Aufgaben und Übungen =>
A - Beantworte zum Textauszug über Kunstbücher die folgenden Fragen:
(i) Wie fanden Kermani und seine Mitschüler die Schulausflüge durch Rom?
(ii) Auf welche Weise wird die Figur auf dem Bild des Martyriums gekreuzigt?
(iii) Wodurch soll der unmittelbare Eindruck grundiert werden?
B - Gib aus dem Textauszug über Kunstbücher den Abschnitt wortgetreu wieder, der mit den Worten beginnt, die „Es ist ja nicht“ enthalten, und mit „der erste Eindruck.“ schließt.

Textauszug =>
____
Kermani: Die Aufforderung zum Achtgeben, zum genauen Hinschauen, klar, das ist ja hoffentlich jedes Buch über Kunst. Und mir ging es ja genauso. Ich meine, ich bin früher auch als Jugendlicher durch diese, auf Schulausflügen durch Rom gehetzt worden, und das fanden wir alle langweilig. Und ich merke, dass es vielen Leuten ähnlich geht, und insofern teilt sich eigentlich meine eigene Erfahrung mit.
Es ist ja nicht nur, dass man einerseits – es ist ja beides, einerseits diese unmittelbare Erfahrung vor so einem Martyrium zu stehen und dieses Martyrium ernst zu nehmen, dass da jemand verkehrt herum gekreuzigt wird und dass alle anderen da irgendwie lachen oder staunen oder das gar nicht so ernst nehmen, die auf dem Bild zu sehen sind. Und zugleich – und das macht eben ein Buch aus, ein Buch besteht ja nicht nur aus dem naiven Staunen – zugleich, wenn man etwas schreiben will, muss man sich die ganzen Dinge ja auch anlesen und studieren und sich beschäftigen damit, um vielleicht diesen unmittelbaren Eindruck zwar nicht ganz wegzuwischen, aber ihn zu grundieren auch durch Information, durch Lektüren. Insofern ist es beides, es ist niemals nur der erste Eindruck.
____
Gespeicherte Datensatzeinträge

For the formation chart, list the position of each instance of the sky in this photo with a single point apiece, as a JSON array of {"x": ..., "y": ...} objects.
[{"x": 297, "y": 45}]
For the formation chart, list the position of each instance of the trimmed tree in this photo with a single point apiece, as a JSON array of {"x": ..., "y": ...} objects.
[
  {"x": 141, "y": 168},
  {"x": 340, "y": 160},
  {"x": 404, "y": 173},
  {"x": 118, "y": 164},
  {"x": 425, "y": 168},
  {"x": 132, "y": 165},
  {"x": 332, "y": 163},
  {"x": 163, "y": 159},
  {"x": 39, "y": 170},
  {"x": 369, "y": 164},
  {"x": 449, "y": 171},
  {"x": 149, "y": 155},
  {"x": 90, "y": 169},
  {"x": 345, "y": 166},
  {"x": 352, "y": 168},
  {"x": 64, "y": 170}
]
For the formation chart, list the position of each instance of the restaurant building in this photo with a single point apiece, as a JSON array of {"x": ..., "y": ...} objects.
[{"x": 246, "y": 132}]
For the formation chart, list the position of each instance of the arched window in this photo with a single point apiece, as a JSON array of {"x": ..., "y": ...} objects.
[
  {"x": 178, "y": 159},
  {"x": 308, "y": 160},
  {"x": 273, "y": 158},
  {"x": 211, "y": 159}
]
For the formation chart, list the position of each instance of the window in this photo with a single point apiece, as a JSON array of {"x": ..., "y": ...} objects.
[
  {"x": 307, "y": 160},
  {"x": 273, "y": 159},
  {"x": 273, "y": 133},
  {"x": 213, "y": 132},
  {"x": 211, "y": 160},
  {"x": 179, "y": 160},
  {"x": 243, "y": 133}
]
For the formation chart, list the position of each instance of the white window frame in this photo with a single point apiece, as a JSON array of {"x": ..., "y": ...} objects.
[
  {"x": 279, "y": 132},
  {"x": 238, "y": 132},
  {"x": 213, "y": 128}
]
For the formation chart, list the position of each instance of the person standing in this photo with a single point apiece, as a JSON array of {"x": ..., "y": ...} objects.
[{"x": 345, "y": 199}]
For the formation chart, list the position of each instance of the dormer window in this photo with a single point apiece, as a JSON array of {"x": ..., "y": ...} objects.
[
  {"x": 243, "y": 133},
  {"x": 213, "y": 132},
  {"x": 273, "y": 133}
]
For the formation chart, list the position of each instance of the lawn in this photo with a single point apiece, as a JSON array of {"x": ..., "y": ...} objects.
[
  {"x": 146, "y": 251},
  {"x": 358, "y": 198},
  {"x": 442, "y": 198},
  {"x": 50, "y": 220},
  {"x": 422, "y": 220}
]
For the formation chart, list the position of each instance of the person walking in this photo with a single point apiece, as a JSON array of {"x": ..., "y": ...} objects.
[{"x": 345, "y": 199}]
____
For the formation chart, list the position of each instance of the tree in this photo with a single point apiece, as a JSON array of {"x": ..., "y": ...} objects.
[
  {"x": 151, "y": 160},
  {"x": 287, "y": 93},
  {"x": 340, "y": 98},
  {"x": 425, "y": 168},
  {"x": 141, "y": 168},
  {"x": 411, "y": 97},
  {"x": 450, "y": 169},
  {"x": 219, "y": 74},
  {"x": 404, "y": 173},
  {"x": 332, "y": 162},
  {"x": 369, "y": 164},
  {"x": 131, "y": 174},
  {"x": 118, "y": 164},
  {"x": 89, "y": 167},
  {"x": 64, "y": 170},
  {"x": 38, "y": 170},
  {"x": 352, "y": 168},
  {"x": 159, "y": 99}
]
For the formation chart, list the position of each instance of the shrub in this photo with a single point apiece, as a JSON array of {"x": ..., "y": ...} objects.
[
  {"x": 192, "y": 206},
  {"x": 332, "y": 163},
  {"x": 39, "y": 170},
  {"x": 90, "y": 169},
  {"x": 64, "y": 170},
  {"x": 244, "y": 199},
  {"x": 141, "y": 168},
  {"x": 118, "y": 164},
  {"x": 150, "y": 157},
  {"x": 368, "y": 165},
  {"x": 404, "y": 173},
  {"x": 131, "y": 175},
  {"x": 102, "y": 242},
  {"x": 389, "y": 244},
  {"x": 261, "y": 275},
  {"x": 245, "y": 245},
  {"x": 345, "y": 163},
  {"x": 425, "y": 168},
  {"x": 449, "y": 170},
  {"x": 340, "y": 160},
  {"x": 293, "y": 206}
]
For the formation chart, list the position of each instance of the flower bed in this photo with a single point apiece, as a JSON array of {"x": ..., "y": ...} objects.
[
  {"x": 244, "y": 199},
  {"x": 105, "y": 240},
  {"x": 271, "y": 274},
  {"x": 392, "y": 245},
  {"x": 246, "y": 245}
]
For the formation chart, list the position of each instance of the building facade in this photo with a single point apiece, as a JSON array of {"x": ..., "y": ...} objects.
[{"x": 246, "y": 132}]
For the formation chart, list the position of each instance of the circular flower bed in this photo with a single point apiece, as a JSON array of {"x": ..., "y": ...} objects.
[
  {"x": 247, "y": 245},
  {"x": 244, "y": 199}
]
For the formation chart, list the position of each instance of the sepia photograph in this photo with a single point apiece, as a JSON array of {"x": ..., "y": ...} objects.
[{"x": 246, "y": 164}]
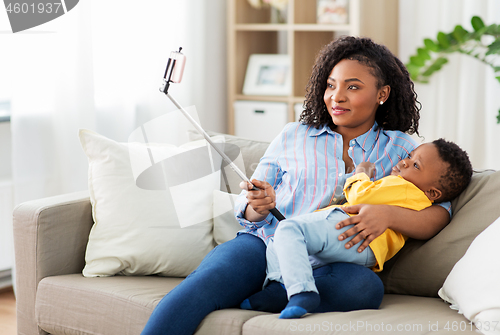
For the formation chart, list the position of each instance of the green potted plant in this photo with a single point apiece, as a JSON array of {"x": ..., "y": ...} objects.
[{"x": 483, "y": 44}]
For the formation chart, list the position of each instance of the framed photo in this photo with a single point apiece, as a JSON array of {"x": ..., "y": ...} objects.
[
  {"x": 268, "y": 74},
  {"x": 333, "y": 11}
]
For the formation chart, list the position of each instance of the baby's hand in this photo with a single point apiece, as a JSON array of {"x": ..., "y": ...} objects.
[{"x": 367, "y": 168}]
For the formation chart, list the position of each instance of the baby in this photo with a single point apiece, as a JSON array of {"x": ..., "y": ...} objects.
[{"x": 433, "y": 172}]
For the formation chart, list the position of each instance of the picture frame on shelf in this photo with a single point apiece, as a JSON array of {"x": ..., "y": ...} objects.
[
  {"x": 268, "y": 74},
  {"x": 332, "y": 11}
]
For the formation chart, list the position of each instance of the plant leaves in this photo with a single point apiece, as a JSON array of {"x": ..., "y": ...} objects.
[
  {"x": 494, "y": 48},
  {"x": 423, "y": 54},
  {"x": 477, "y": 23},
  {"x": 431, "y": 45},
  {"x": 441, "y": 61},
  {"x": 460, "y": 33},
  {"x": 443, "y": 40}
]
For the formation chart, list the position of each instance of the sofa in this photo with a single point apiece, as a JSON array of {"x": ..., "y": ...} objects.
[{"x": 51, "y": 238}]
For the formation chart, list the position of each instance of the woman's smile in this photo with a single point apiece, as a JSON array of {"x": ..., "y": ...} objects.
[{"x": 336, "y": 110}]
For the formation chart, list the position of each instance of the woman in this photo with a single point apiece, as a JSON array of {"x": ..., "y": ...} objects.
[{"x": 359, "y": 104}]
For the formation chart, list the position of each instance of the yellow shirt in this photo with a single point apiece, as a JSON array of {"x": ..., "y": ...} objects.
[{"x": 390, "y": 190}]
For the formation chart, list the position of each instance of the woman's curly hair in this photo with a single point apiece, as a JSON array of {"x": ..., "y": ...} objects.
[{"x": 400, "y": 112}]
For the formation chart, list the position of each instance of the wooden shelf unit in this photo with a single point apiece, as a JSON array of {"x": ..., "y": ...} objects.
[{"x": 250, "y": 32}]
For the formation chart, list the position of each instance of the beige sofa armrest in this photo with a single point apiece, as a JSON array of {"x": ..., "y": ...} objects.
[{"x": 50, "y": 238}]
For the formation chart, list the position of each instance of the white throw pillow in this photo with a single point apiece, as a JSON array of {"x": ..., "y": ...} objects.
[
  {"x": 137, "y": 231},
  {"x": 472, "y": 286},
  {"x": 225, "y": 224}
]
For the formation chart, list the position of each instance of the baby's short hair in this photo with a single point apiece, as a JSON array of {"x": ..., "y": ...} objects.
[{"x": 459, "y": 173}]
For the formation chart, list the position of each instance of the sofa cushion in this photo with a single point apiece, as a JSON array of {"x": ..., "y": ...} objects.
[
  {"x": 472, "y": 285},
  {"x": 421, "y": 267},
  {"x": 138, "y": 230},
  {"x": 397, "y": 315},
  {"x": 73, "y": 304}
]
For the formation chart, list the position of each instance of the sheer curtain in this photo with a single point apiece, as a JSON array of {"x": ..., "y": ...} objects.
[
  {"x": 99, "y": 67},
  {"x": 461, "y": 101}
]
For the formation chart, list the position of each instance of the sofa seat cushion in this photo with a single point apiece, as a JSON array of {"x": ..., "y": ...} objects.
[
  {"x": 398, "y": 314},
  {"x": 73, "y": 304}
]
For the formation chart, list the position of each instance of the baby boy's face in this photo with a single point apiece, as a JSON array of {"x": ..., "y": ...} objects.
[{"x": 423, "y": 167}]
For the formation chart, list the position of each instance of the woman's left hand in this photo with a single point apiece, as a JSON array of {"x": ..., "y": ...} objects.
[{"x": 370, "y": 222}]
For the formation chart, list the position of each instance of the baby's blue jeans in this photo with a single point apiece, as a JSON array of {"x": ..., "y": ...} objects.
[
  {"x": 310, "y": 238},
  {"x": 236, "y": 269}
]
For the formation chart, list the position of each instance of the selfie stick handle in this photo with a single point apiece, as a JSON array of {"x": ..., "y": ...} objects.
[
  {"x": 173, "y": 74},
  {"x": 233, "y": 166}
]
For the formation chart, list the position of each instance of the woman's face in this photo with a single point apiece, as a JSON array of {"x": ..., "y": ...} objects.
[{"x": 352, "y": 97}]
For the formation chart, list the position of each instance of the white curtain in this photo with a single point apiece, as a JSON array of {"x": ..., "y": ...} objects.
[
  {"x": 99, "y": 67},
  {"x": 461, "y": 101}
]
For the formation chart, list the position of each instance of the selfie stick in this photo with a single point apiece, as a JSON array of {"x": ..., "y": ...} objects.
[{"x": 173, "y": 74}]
____
Lösungen der Aufgaben =>
A -
(i) Sie fanden sie alle langweilig.
(ii) Sie wird verkehrt herum gekreuzigt.
(iii) Durch Information und durch Lektüren.

B -
Es ist ja nicht nur, dass man einerseits – es ist ja beides, einerseits diese unmittelbare Erfahrung vor so einem Martyrium zu stehen und dieses Martyrium ernst zu nehmen, dass da jemand verkehrt herum gekreuzigt wird und dass alle anderen da irgendwie lachen oder staunen oder das gar nicht so ernst nehmen, die auf dem Bild zu sehen sind. Und zugleich – und das macht eben ein Buch aus, ein Buch besteht ja nicht nur aus dem naiven Staunen – zugleich, wenn man etwas schreiben will, muss man sich die ganzen Dinge ja auch anlesen und studieren und sich beschäftigen damit, um vielleicht diesen unmittelbaren Eindruck zwar nicht ganz wegzuwischen, aber ihn zu grundieren auch durch Information, durch Lektüren. Insofern ist es beides, es ist niemals nur der erste Eindruck.